┌─ Input material
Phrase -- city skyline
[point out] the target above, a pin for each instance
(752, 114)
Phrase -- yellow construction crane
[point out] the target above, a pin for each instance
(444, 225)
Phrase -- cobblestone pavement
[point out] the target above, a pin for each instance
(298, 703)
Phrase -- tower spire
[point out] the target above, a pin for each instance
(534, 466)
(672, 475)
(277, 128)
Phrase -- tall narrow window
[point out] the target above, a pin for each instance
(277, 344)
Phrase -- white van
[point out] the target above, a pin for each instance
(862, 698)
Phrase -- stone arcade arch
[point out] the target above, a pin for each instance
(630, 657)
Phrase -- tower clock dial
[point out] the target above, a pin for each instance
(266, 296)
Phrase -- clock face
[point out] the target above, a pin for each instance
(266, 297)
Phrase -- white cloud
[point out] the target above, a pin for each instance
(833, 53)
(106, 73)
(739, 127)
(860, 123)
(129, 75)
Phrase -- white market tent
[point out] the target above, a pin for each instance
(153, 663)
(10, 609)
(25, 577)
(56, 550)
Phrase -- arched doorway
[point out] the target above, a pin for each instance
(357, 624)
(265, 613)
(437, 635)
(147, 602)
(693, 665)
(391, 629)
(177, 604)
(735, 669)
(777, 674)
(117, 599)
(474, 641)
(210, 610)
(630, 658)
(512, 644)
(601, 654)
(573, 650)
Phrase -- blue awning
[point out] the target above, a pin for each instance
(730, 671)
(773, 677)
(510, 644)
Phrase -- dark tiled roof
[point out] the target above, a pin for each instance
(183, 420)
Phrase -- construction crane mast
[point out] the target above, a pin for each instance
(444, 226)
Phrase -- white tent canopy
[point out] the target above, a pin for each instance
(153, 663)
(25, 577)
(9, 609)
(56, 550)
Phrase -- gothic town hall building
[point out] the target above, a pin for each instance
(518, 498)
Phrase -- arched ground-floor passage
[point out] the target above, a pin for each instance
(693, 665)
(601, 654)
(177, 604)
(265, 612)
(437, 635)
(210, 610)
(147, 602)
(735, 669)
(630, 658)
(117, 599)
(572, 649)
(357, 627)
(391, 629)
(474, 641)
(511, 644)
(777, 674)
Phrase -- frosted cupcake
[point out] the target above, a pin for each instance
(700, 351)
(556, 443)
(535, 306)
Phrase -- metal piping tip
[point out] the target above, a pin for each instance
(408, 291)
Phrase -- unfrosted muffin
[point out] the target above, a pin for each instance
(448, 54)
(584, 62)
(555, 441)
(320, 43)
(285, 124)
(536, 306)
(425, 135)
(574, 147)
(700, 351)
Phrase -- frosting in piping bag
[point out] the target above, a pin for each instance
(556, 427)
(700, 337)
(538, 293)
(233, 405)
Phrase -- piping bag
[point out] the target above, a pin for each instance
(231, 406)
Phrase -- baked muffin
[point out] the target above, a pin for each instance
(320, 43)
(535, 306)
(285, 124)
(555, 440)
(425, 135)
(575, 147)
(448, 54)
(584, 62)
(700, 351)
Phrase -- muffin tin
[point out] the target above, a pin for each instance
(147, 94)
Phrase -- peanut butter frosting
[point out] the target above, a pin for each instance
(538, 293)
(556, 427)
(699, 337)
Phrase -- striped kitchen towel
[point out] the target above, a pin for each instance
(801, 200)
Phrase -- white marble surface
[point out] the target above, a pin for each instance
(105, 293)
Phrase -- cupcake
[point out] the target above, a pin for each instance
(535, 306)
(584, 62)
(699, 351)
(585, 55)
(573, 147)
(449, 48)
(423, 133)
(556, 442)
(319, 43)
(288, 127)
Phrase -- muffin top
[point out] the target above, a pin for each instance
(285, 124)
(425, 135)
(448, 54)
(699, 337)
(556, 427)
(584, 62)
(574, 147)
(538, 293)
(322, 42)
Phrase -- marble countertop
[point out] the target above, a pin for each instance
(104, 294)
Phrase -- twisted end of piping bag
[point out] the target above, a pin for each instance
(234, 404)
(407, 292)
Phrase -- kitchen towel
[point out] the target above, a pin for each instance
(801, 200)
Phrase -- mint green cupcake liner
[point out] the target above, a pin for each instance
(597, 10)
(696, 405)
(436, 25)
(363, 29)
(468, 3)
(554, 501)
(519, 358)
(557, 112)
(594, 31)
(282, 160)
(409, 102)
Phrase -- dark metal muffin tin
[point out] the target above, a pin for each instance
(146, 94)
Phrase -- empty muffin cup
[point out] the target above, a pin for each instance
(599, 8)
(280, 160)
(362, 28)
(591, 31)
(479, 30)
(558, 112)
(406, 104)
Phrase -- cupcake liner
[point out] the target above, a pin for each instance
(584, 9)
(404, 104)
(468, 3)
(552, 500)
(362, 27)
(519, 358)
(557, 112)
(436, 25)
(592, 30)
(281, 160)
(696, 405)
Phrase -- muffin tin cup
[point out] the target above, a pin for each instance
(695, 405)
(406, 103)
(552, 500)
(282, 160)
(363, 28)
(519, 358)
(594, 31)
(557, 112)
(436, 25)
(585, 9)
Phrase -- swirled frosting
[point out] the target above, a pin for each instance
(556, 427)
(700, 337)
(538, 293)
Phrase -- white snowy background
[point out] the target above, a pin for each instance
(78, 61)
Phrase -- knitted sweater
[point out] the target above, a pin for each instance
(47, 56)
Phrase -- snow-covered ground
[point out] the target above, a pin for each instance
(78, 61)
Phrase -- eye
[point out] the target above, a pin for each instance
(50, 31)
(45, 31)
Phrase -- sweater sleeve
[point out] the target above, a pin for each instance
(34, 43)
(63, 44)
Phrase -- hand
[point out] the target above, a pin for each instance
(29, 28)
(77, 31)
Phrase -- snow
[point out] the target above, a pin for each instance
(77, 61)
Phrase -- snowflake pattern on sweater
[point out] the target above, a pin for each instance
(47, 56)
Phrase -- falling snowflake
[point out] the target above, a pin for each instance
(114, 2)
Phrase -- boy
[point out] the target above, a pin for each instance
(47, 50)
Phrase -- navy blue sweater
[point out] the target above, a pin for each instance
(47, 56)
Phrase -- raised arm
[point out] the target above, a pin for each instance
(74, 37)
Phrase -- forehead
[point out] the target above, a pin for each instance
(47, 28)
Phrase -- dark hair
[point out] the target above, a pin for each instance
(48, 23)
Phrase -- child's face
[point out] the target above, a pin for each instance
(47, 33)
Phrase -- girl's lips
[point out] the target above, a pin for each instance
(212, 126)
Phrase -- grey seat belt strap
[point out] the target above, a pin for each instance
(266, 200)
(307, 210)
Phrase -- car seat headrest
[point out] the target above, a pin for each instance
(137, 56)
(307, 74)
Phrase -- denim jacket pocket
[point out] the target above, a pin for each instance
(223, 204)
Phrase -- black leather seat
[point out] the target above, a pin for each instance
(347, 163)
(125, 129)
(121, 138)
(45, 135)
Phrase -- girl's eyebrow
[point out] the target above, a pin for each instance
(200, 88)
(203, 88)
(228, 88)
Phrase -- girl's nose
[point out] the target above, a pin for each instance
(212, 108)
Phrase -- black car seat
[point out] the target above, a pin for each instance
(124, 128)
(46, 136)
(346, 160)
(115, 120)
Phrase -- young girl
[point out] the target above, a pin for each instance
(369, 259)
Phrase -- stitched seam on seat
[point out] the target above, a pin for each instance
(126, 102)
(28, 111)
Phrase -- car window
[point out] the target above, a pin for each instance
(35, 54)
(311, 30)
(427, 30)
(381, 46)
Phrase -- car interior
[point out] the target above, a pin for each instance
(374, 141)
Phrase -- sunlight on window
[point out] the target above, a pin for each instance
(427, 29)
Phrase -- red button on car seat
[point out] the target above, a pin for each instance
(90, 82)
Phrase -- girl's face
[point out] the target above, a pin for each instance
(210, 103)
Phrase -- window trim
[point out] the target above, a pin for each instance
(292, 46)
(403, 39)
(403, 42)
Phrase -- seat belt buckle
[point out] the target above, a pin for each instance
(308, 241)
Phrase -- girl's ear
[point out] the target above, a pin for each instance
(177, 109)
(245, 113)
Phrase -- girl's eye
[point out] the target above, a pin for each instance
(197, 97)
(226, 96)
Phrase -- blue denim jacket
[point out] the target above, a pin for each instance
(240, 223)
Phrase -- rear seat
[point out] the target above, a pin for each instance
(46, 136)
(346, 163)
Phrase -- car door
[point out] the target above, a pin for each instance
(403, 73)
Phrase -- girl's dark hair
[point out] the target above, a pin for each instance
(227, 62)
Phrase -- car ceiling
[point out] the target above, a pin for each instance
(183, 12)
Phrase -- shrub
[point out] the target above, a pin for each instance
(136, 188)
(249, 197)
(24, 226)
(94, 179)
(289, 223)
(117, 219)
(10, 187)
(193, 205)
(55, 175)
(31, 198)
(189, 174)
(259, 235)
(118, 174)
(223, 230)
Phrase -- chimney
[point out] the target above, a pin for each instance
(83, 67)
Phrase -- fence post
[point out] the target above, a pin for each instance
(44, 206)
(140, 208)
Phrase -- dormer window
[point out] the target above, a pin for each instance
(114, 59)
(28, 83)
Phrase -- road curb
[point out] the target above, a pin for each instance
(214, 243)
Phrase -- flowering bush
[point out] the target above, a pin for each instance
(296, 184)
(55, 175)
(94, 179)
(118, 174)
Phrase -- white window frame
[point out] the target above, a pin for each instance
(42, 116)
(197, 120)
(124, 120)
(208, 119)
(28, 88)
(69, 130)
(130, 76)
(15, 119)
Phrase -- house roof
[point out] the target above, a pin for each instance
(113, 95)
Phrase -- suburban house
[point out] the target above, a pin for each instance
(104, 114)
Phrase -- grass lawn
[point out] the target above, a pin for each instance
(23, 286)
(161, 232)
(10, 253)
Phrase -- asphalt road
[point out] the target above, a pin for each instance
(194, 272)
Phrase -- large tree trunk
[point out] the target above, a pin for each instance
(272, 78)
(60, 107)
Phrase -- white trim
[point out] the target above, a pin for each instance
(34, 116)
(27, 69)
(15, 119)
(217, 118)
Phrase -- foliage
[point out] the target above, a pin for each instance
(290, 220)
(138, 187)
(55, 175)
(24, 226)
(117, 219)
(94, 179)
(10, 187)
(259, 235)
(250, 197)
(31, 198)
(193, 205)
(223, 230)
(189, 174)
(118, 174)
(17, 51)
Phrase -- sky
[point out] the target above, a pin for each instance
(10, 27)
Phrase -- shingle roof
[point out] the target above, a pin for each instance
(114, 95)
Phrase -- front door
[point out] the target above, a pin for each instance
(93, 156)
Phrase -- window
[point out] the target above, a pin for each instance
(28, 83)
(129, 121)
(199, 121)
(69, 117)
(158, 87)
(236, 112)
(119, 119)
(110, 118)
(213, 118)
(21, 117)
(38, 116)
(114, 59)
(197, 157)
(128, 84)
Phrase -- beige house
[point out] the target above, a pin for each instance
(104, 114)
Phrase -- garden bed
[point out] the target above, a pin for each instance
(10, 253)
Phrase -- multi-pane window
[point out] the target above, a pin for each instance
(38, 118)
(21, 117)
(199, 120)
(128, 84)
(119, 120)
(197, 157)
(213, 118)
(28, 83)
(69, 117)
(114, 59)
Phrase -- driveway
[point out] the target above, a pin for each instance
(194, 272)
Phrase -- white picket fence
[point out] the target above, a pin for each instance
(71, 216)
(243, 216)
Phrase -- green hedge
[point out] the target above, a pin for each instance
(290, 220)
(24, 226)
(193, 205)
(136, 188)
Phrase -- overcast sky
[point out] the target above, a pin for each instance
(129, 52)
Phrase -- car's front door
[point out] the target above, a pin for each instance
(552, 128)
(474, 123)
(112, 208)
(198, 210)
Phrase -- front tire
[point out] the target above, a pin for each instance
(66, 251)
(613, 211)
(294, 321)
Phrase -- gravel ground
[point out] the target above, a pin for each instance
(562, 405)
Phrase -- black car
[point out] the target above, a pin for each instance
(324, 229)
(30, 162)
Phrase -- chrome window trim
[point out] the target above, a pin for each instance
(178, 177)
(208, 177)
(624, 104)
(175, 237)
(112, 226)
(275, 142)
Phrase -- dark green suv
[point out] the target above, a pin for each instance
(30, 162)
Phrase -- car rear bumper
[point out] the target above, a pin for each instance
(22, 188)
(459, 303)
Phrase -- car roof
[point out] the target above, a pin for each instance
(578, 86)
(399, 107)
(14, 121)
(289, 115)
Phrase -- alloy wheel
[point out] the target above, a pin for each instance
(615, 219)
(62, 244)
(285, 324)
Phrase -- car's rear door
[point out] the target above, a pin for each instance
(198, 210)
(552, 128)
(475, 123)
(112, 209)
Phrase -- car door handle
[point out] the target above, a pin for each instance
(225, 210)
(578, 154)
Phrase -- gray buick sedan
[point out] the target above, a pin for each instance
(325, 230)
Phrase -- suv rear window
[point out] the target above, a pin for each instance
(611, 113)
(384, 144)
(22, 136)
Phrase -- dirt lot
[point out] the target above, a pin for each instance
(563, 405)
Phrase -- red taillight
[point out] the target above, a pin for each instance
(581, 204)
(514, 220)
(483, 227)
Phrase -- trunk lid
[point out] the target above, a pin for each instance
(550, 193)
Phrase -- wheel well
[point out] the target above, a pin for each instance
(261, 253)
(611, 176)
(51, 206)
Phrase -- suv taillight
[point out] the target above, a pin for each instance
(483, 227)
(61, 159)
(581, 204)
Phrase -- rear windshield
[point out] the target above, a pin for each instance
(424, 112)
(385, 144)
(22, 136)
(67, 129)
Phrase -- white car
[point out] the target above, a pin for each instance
└─
Task: Repeat, character for character, the lines of the material above from the line with "Phrase -- car seat headrest" through the line with "Phrase -- young girl".

Task output:
Phrase -- car seat headrest
[point out] the target above, a pin for each instance
(137, 56)
(307, 74)
Phrase -- denim jacket pocket
[point out] the target above, a pin for each instance
(223, 204)
Phrase -- black leather seat
[point out] the target above, a pin for each instance
(347, 163)
(125, 129)
(121, 138)
(45, 135)
Phrase -- girl's eyebrow
[point out] the target above, a pin for each instance
(200, 88)
(203, 88)
(228, 88)
Phrase -- girl's nose
[point out] the target above, a pin for each instance
(212, 108)
Phrase -- black car seat
[point out] the target above, a pin for each instance
(124, 128)
(46, 136)
(346, 160)
(115, 120)
Phrase -- young girl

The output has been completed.